> WORK TO COMPLETE:
(1) Could you return, verbatim, the part of the pacifier printing thread from "## PatWibble (Mar" up to and including "get it wrong."?
(2) Which lines of the records contain the string "dark"? Select and copy each such line, treating case as significant.

> SUPPLIED PASSAGE:
# How to print on a pacifier?



## salome (Jan 27, 2013)

Hey there, I was wondering how to print on pacifiers? Is it a dye sublimation? Or another method? UV printing?


----------



## PatWibble (Mar 7, 2014)

salome said:


> Hey there, I was wondering how to print on pacifiers? Is it a dye sublimation? Or another method? UV printing?


Don't.

In most countries anything that goes into a babies mouth is very closely controlled.
If you use the wrong ink your screwed. More importantly so is the baby.
You could be opening yourself up to a lot of scrutiny and possible legal action if you get it wrong.

Unless your customer is ordering in such large quantities that it is viable to set up all of the controls, testing and safety certification then don't touch it with a 10 foot pole.


----------



## salome (Jan 27, 2013)

PatWibble said:


> Don't.
> 
> In most countries anything that goes into a babies mouth is very closely controlled.
> If you use the wrong ink your screwed. More importantly so is the baby.
> ...



There are many companies, for example Pacifiers, Baby/Infant Pacifier, so there must be a way. Don't you think?

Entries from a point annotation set
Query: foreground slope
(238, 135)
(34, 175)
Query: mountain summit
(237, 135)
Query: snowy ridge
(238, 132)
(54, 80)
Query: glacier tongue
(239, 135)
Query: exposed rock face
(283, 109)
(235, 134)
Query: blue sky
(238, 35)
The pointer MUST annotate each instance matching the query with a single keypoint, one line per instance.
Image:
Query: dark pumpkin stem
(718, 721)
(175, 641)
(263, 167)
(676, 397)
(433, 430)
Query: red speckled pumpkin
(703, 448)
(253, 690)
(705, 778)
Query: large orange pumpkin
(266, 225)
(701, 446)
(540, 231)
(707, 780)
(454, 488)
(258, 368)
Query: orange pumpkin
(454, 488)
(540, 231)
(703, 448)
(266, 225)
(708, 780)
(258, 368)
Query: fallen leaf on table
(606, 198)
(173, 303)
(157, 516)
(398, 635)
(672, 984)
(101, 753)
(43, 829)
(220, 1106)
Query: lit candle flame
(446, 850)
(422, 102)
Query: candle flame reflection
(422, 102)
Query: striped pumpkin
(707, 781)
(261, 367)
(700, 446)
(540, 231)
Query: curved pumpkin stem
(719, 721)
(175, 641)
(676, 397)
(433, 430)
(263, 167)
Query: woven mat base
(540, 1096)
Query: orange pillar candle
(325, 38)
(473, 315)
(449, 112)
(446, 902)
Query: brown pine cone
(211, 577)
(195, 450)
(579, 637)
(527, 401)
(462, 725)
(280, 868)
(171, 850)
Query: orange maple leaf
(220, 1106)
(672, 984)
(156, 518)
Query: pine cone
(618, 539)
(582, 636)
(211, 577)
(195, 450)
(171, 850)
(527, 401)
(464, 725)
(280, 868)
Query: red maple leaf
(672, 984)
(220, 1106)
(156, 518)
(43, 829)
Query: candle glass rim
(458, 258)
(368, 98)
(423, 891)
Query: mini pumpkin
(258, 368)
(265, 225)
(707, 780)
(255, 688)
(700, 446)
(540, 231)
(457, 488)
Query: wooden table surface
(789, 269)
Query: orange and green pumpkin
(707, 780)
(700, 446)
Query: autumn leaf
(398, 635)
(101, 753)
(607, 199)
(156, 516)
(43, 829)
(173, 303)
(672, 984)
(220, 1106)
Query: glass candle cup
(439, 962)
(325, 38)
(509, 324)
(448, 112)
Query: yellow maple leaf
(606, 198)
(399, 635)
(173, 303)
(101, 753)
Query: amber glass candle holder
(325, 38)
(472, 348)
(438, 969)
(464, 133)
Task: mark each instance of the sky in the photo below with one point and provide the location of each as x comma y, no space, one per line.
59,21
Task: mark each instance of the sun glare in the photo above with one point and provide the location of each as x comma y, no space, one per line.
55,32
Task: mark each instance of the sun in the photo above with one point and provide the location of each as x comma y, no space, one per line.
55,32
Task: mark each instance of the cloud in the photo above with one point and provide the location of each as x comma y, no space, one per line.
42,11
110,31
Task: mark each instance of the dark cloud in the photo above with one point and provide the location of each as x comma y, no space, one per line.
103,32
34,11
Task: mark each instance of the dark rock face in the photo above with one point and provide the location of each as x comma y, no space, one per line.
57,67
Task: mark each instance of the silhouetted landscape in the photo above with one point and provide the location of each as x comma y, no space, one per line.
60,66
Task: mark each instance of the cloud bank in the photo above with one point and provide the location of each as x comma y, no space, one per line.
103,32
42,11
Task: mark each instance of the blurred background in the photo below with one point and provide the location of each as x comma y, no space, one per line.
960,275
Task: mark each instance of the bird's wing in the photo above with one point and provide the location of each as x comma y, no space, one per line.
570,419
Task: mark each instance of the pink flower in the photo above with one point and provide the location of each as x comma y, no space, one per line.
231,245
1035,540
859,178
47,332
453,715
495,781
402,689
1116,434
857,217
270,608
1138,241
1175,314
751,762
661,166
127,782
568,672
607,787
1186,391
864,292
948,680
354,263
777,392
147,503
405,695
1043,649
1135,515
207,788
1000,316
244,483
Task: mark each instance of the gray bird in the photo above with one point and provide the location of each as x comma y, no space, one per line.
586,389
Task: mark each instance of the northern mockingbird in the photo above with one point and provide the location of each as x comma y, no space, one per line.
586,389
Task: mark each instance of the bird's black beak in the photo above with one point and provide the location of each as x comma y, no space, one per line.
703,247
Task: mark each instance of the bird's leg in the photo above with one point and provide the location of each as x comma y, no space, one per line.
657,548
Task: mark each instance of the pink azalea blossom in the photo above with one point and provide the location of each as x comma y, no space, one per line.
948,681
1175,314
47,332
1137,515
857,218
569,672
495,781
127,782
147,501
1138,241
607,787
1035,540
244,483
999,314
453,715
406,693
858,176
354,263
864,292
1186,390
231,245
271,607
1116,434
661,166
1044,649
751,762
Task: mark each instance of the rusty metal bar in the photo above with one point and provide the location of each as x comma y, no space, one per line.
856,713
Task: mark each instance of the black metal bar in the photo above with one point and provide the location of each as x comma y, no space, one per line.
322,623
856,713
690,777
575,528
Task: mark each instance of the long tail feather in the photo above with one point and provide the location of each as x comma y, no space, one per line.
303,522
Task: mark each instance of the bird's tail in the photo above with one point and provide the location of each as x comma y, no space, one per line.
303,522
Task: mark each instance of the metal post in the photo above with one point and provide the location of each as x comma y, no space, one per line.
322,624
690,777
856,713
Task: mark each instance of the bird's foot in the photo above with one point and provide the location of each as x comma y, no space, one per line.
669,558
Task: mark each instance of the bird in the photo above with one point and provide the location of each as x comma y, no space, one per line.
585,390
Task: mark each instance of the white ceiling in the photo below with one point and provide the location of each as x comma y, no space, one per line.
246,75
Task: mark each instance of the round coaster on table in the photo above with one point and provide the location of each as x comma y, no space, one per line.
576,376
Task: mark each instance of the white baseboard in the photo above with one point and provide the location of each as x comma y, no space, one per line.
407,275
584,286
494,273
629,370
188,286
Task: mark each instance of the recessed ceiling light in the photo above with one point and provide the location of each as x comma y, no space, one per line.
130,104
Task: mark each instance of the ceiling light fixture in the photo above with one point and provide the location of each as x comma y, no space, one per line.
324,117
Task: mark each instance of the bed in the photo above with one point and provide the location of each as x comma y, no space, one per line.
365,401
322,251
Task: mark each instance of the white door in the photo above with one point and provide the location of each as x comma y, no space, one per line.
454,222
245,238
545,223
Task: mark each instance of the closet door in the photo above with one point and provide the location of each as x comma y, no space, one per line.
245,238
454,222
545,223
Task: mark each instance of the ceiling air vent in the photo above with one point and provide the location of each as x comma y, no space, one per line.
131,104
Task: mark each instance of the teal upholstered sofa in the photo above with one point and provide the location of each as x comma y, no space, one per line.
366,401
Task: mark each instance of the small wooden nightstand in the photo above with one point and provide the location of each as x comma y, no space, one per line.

> WORKED ANSWERS:
(1)
## PatWibble (Mar 7, 2014)

salome said:


> Hey there, I was wondering how to print on pacifiers? Is it a dye sublimation? Or another method? UV printing?


Don't.

In most countries anything that goes into a babies mouth is very closely controlled.
If you use the wrong ink your screwed. More importantly so is the baby.
You could be opening yourself up to a lot of scrutiny and possible legal action if you get it wrong.

(2)
Query: dark pumpkin stem
Task: mark each instance of the dark cloud in the photo above with one point and provide the location of each as x comma y, no space, one per line.
Task: mark each instance of the dark rock face in the photo above with one point and provide the location of each as x comma y, no space, one per line.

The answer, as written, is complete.